══ SOURCE DOCUMENT ══

Sales of new SUV's are off and resale prices are down significantly. Common wisdom has it that what we really need is tiny cars with tiny engines screaming their lungs out to produce enough acceleration so that Mom's megatruck won't run you over, but is that the answer? Not always. My wife's little PT Cruiser, for instance, doesn't get the highway mileage of my Corvette and is about equal around town. In fact the 400 hp car is relatively equal to a Hyundae Sonata in the mileage department because it's made of lightweight composites and has a 6 speed transmission -- and that brings me to my point: learn to drive a manual transmission and you'll save a lot more gas than you will with any of the things that bolt on or pour in your ride, and your slow car will be a little bit faster too.

That shoebox look may be a real sexy thing if you're 16 and have a bone through your nose, but shoebox aerodynamics cost you money and that $300 wing you bought from J.C. Whitney is only going to make it worse. If you drive at any speed, aerodynamics matter -- a lot. If you don't need all wheel drive, don't buy it. It adds a lot of weight and reduces mechanical efficiency.

But hey -- you just had to have that Escalade didn't you?


Georg said...

Bonjour Cpt. Fogg,

When I had my first car in the seventies I, too, bought those gimmicks you mentioned. One even exploded in the motor compartment.

═══
══ INFORMATION PROVIDED ══

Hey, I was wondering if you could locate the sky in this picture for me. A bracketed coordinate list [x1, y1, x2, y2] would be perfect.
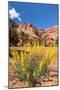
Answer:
[8, 1, 58, 29]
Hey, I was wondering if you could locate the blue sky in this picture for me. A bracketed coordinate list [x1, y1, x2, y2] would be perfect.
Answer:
[8, 2, 58, 28]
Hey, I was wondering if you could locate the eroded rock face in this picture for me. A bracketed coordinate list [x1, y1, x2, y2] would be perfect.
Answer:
[9, 18, 58, 46]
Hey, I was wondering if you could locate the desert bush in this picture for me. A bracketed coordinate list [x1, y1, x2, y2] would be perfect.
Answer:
[11, 42, 57, 86]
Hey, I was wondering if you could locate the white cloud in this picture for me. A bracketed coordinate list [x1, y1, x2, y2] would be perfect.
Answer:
[9, 8, 22, 22]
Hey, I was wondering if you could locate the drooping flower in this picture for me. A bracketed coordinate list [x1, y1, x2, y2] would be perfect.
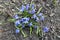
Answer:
[26, 4, 30, 10]
[34, 25, 38, 29]
[31, 9, 36, 14]
[15, 20, 20, 26]
[22, 24, 25, 28]
[15, 29, 20, 33]
[28, 9, 36, 14]
[22, 18, 30, 23]
[35, 17, 39, 22]
[43, 27, 49, 32]
[31, 4, 35, 9]
[14, 14, 19, 19]
[40, 16, 44, 21]
[20, 5, 25, 12]
[32, 14, 37, 19]
[28, 22, 33, 27]
[38, 13, 43, 16]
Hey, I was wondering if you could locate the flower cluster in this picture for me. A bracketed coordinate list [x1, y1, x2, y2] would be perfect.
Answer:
[8, 4, 49, 36]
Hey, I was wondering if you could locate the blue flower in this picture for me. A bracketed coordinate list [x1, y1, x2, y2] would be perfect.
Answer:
[14, 14, 19, 19]
[32, 4, 35, 9]
[43, 27, 49, 32]
[32, 14, 37, 19]
[22, 24, 25, 28]
[20, 5, 25, 12]
[36, 17, 39, 22]
[26, 4, 30, 10]
[34, 25, 38, 29]
[15, 29, 20, 33]
[28, 22, 33, 27]
[40, 16, 44, 21]
[38, 13, 43, 16]
[31, 9, 36, 14]
[28, 9, 36, 14]
[22, 18, 30, 23]
[15, 20, 20, 26]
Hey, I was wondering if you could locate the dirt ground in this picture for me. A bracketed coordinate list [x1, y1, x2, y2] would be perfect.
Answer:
[0, 0, 60, 40]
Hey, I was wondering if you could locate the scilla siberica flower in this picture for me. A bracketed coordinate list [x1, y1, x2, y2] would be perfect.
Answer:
[40, 16, 44, 21]
[22, 18, 30, 23]
[32, 4, 35, 9]
[20, 5, 25, 12]
[15, 29, 20, 33]
[31, 9, 36, 14]
[14, 14, 19, 19]
[29, 9, 36, 14]
[43, 27, 49, 32]
[34, 25, 38, 29]
[15, 20, 20, 26]
[22, 24, 25, 28]
[32, 14, 37, 19]
[38, 13, 43, 16]
[28, 22, 33, 27]
[26, 4, 30, 10]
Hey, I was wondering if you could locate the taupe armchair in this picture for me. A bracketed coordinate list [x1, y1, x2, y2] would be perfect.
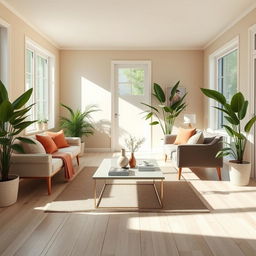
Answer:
[164, 135, 223, 180]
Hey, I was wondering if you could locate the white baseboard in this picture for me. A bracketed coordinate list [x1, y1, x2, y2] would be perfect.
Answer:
[84, 148, 111, 152]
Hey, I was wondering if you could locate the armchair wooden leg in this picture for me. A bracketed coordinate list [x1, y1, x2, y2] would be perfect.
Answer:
[46, 177, 52, 195]
[178, 168, 182, 180]
[76, 155, 80, 165]
[216, 167, 221, 180]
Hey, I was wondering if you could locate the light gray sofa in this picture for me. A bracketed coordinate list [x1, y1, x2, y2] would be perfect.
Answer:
[164, 134, 223, 180]
[10, 137, 81, 195]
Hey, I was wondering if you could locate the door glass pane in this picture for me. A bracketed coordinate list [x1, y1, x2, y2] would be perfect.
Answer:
[218, 50, 237, 129]
[35, 55, 48, 120]
[118, 68, 145, 96]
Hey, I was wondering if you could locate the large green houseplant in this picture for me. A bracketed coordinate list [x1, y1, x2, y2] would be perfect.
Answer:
[201, 88, 256, 185]
[141, 81, 187, 135]
[0, 81, 35, 206]
[60, 104, 99, 152]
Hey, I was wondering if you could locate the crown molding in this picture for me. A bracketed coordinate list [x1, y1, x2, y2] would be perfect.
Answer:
[203, 3, 256, 50]
[0, 0, 60, 49]
[59, 47, 204, 51]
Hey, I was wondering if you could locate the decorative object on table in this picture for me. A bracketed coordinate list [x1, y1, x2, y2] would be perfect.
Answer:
[184, 114, 196, 128]
[201, 88, 256, 186]
[141, 81, 187, 135]
[125, 135, 145, 168]
[138, 160, 156, 172]
[42, 119, 48, 131]
[117, 148, 129, 168]
[0, 81, 36, 207]
[108, 167, 129, 176]
[60, 104, 99, 154]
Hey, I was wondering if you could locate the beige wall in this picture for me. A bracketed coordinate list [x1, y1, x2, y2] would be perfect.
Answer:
[60, 51, 203, 148]
[0, 4, 59, 131]
[204, 9, 256, 163]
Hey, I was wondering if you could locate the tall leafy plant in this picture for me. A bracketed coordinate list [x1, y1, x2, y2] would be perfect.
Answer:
[141, 81, 187, 134]
[0, 81, 36, 181]
[60, 104, 99, 139]
[201, 88, 256, 164]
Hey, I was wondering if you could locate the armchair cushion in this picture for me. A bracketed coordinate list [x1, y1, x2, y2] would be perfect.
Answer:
[46, 130, 69, 148]
[36, 135, 58, 154]
[174, 128, 196, 145]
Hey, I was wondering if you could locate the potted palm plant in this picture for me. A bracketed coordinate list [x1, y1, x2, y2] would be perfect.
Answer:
[201, 88, 256, 186]
[141, 81, 187, 135]
[60, 104, 99, 153]
[0, 81, 36, 207]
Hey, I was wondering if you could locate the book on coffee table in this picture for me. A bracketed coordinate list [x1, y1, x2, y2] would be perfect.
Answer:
[108, 167, 129, 176]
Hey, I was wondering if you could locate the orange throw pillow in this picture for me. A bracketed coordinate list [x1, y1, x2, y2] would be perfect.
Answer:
[46, 130, 69, 148]
[36, 135, 58, 154]
[174, 128, 196, 145]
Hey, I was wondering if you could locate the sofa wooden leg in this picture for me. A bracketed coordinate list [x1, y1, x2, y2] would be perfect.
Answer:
[216, 167, 221, 180]
[76, 155, 80, 165]
[178, 168, 182, 180]
[46, 177, 52, 195]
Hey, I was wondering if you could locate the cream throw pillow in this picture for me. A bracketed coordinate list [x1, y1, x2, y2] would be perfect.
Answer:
[187, 132, 204, 144]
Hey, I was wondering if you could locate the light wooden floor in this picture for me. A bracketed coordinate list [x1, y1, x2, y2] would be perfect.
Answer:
[0, 153, 256, 256]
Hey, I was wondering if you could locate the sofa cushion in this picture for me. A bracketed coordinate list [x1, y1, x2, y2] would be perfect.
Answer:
[14, 137, 46, 154]
[174, 128, 196, 145]
[46, 130, 69, 148]
[58, 146, 81, 157]
[36, 135, 58, 154]
[164, 144, 178, 156]
[187, 132, 204, 144]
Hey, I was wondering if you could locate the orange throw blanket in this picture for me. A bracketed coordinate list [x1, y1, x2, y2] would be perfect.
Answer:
[52, 152, 75, 180]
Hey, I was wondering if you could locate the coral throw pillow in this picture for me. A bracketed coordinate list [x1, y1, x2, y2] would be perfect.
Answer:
[174, 128, 196, 145]
[46, 130, 69, 148]
[36, 135, 58, 154]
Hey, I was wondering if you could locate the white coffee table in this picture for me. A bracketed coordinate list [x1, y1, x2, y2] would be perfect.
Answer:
[92, 158, 165, 208]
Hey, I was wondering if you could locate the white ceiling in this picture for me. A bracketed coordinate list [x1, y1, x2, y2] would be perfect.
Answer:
[3, 0, 256, 50]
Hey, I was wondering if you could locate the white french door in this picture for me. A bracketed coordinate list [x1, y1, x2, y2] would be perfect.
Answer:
[111, 61, 151, 151]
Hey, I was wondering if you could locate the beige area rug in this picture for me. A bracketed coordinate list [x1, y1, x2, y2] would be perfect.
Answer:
[46, 167, 209, 212]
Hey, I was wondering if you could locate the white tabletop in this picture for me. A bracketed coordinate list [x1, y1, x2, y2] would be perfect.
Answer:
[92, 158, 165, 179]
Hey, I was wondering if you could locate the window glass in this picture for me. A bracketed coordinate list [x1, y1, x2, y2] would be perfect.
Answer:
[218, 50, 237, 129]
[25, 43, 54, 131]
[118, 68, 145, 96]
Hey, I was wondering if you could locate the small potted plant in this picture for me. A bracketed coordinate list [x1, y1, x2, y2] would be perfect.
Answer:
[60, 104, 99, 154]
[0, 81, 36, 207]
[42, 118, 48, 131]
[125, 135, 145, 168]
[201, 88, 256, 186]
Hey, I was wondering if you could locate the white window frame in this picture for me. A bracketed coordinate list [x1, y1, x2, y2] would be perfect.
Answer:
[248, 24, 256, 179]
[207, 36, 240, 136]
[0, 18, 11, 90]
[24, 37, 55, 134]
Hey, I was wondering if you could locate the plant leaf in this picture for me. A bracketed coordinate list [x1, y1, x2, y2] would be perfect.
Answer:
[0, 100, 13, 122]
[244, 116, 256, 133]
[154, 83, 166, 103]
[12, 88, 33, 109]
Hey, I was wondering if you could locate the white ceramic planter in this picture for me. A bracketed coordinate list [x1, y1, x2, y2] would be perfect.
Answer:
[0, 175, 19, 207]
[229, 162, 251, 186]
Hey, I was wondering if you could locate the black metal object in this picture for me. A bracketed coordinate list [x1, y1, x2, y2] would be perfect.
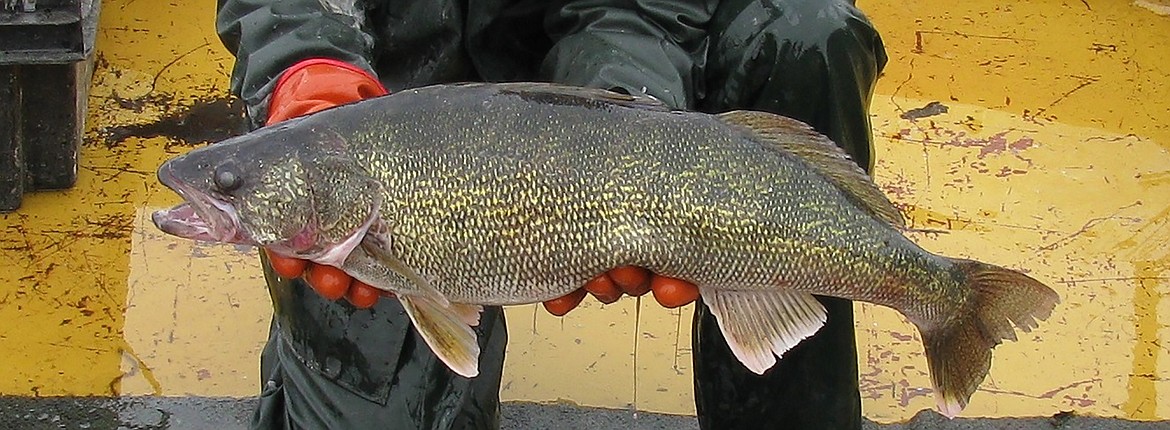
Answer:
[0, 0, 101, 211]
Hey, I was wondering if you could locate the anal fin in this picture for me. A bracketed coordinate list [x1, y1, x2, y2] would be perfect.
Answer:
[700, 287, 826, 375]
[399, 296, 480, 377]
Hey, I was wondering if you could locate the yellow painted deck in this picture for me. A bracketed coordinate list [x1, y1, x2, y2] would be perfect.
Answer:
[0, 0, 1170, 422]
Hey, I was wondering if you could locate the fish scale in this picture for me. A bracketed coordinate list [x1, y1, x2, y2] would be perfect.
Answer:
[154, 83, 1059, 416]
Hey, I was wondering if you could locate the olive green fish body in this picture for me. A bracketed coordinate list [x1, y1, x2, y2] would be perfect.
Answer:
[156, 83, 1058, 415]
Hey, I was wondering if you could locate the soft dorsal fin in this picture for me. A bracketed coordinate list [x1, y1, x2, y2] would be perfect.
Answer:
[482, 82, 670, 111]
[718, 111, 906, 228]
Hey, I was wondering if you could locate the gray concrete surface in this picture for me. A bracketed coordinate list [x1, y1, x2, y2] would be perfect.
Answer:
[0, 396, 1170, 430]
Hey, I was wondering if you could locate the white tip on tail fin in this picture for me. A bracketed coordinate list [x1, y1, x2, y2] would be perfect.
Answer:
[700, 287, 826, 375]
[918, 259, 1060, 418]
[399, 296, 482, 377]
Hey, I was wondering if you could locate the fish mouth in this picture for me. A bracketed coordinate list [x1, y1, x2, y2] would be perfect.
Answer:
[151, 166, 252, 244]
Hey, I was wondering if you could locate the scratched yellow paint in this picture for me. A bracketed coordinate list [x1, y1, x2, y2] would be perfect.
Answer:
[0, 0, 1170, 422]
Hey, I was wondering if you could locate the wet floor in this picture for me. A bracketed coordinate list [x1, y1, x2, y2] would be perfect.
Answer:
[0, 0, 1170, 422]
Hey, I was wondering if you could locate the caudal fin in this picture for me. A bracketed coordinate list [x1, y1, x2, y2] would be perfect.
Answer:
[922, 259, 1060, 417]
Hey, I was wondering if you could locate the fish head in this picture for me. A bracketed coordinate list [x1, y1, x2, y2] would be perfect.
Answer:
[152, 117, 381, 266]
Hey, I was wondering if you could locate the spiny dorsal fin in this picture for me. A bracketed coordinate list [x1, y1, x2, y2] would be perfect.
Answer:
[718, 111, 906, 228]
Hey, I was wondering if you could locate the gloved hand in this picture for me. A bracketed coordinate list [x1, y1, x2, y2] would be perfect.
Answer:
[544, 265, 698, 317]
[267, 58, 388, 307]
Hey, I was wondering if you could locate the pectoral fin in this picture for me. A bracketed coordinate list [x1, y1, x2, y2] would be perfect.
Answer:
[700, 287, 826, 375]
[399, 296, 480, 377]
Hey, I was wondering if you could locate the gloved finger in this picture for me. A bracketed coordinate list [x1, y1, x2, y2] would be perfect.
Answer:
[345, 279, 381, 308]
[651, 275, 698, 308]
[264, 249, 309, 279]
[606, 265, 651, 297]
[585, 273, 621, 304]
[544, 289, 586, 317]
[304, 264, 352, 300]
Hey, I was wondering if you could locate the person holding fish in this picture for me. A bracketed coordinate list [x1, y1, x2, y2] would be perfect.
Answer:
[215, 0, 887, 429]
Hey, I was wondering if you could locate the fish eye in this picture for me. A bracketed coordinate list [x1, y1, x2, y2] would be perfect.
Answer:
[212, 166, 243, 193]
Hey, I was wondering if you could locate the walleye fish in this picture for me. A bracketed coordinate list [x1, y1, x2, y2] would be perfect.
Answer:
[153, 83, 1059, 416]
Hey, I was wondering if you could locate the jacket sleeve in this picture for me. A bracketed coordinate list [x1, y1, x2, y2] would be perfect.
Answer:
[541, 0, 717, 109]
[215, 0, 377, 126]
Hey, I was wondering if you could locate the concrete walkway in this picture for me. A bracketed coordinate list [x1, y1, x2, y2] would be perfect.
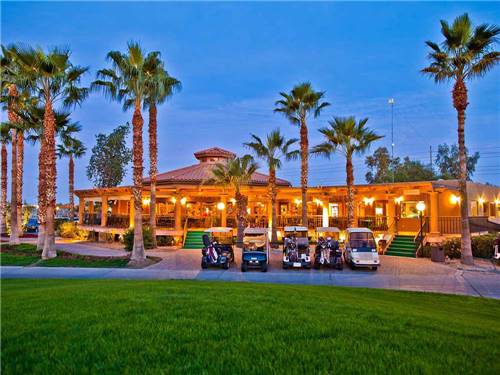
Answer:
[0, 241, 500, 299]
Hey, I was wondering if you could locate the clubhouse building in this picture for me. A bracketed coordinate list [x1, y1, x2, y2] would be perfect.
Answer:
[75, 147, 500, 244]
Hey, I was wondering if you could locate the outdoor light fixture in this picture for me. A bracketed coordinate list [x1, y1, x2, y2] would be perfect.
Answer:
[417, 201, 425, 212]
[363, 197, 375, 206]
[450, 194, 460, 204]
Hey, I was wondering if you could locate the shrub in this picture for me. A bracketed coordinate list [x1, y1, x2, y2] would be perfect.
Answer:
[123, 225, 153, 251]
[443, 233, 498, 258]
[59, 221, 88, 240]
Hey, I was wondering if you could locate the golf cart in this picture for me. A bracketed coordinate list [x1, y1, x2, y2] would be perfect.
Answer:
[241, 228, 270, 272]
[201, 227, 234, 270]
[344, 228, 380, 270]
[314, 227, 344, 270]
[283, 226, 311, 269]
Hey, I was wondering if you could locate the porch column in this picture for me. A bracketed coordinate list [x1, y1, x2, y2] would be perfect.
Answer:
[78, 198, 85, 224]
[387, 196, 396, 232]
[101, 197, 108, 227]
[429, 191, 439, 235]
[128, 196, 135, 228]
[174, 196, 182, 230]
[220, 195, 227, 227]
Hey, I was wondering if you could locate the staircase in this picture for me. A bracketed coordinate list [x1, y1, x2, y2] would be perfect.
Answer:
[385, 235, 417, 258]
[183, 230, 205, 250]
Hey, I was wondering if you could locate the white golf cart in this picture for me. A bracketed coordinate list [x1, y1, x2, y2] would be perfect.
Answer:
[344, 228, 380, 270]
[283, 226, 311, 269]
[241, 228, 270, 272]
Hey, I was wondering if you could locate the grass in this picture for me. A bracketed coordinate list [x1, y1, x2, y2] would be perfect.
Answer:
[0, 244, 150, 268]
[1, 280, 500, 374]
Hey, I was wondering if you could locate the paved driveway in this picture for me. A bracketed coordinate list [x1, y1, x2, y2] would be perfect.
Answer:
[1, 244, 500, 298]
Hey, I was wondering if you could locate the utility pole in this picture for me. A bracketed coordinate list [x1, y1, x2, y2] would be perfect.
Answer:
[388, 98, 394, 182]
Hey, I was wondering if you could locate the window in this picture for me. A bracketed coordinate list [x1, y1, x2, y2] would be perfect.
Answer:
[401, 201, 418, 219]
[328, 203, 339, 217]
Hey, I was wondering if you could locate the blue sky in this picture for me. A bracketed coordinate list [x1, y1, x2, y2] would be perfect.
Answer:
[1, 2, 500, 202]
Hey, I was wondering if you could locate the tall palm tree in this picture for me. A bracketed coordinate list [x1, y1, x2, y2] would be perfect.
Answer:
[144, 56, 181, 248]
[57, 124, 87, 223]
[207, 155, 259, 244]
[12, 46, 88, 259]
[422, 13, 500, 265]
[244, 129, 300, 244]
[92, 42, 160, 262]
[0, 124, 10, 234]
[274, 82, 330, 225]
[311, 116, 383, 227]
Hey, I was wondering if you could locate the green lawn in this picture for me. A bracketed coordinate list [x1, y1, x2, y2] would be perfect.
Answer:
[1, 280, 500, 374]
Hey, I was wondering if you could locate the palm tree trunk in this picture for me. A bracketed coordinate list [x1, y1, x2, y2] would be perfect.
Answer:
[8, 85, 19, 244]
[235, 191, 248, 246]
[345, 155, 356, 228]
[453, 79, 474, 265]
[17, 130, 24, 234]
[300, 119, 309, 227]
[68, 155, 75, 224]
[149, 102, 158, 248]
[10, 129, 19, 244]
[36, 137, 46, 251]
[0, 142, 7, 234]
[269, 168, 278, 246]
[130, 102, 146, 262]
[42, 98, 57, 259]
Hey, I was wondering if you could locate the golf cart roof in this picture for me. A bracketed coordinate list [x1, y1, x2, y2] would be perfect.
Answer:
[346, 228, 373, 233]
[284, 225, 307, 232]
[243, 228, 269, 234]
[316, 227, 340, 233]
[205, 227, 233, 233]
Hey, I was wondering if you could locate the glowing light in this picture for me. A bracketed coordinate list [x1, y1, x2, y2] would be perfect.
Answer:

═══

→ EXERCISE A
List every vehicle model named by brand or model name in the text about saving gas, spelled as the text spells them.
→ EXERCISE B
According to the text about saving gas, what two features put the 400 hp car roughly level with a Sonata in mileage?
→ EXERCISE C
Write the next part of the text about saving gas, picking up right after its final sentence.

→ FINAL RESULT A
PT Cruiser, Corvette, Hyundae Sonata, Escalade

→ FINAL RESULT B
It is made of lightweight composites and has a 6 speed transmission.

→ FINAL RESULT C
Here in Europe most cars have manual transmissions but an automatic one is always proposed as an option. Thus I know the difference in mileage exists, but it is small. Les than 1 liter per 100 kilometer.

When I am going downhill I frequently put the transmission into neutral: that improves the mileage enormously though forbidden. However, with the barrel at 130 Dollar it could become mandatory next year. Who knows.


RR said...

Are manual transmissions really more fuel-efficient than modern automatics?

I haven't looked into this in years, but the gap was almost closed last time I checked.

Capt. Fogg said...

You could be right -- newer automatics are much better and have lock up features to improve mileage, but I customarily get much more than what the sticker shows and I've always attributed it to the 6 speed. From what I read the difference is nearly 1 mpg for most drivers, but I could easily be wrong.

I'm fairly sure that the Autos weigh considerably more though and the manual is good for a couple tenths in the quarter mile.